(Dataset content):
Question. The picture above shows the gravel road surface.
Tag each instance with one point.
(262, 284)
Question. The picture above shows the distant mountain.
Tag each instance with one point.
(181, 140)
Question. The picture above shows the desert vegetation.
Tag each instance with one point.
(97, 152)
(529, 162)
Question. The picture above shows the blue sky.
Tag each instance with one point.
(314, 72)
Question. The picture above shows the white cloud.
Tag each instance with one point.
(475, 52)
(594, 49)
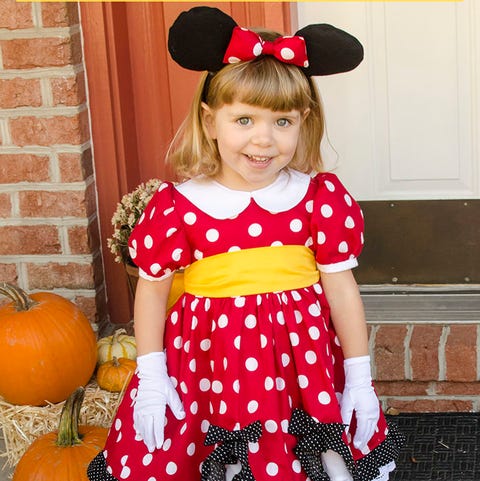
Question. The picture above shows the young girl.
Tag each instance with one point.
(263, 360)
...
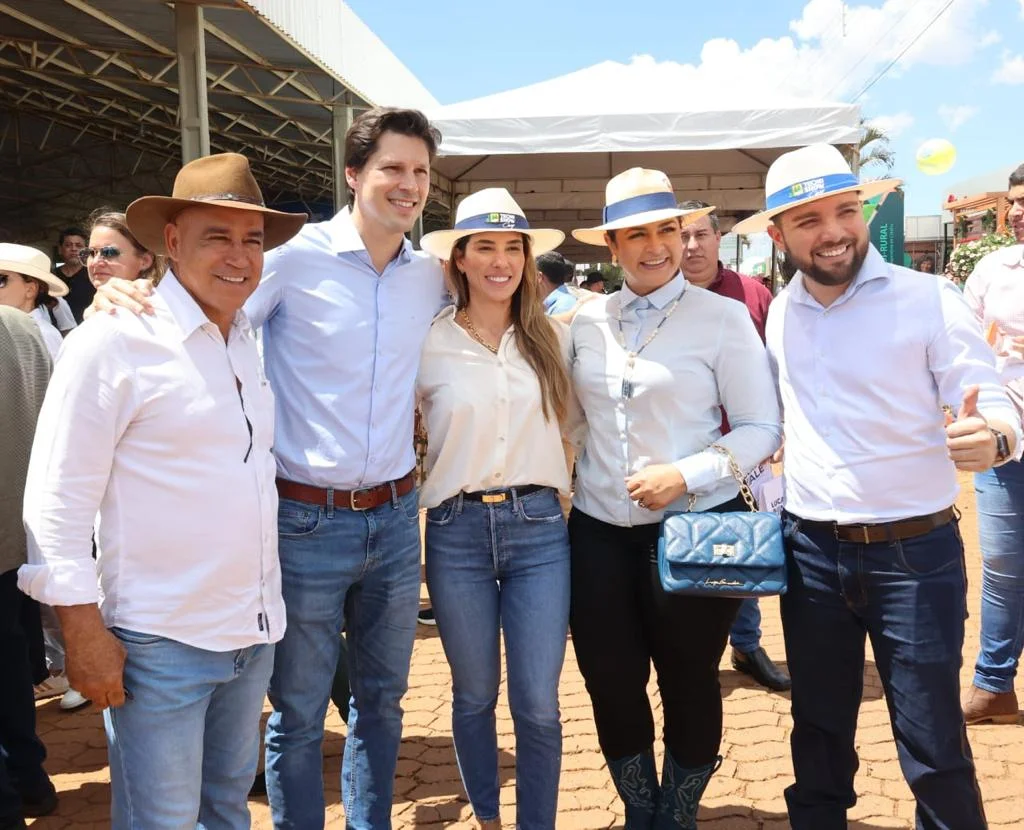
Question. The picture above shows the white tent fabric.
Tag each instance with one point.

(Aim): Count the lines in the data that contain the word "shows". Give only the number.

(Written answer): 7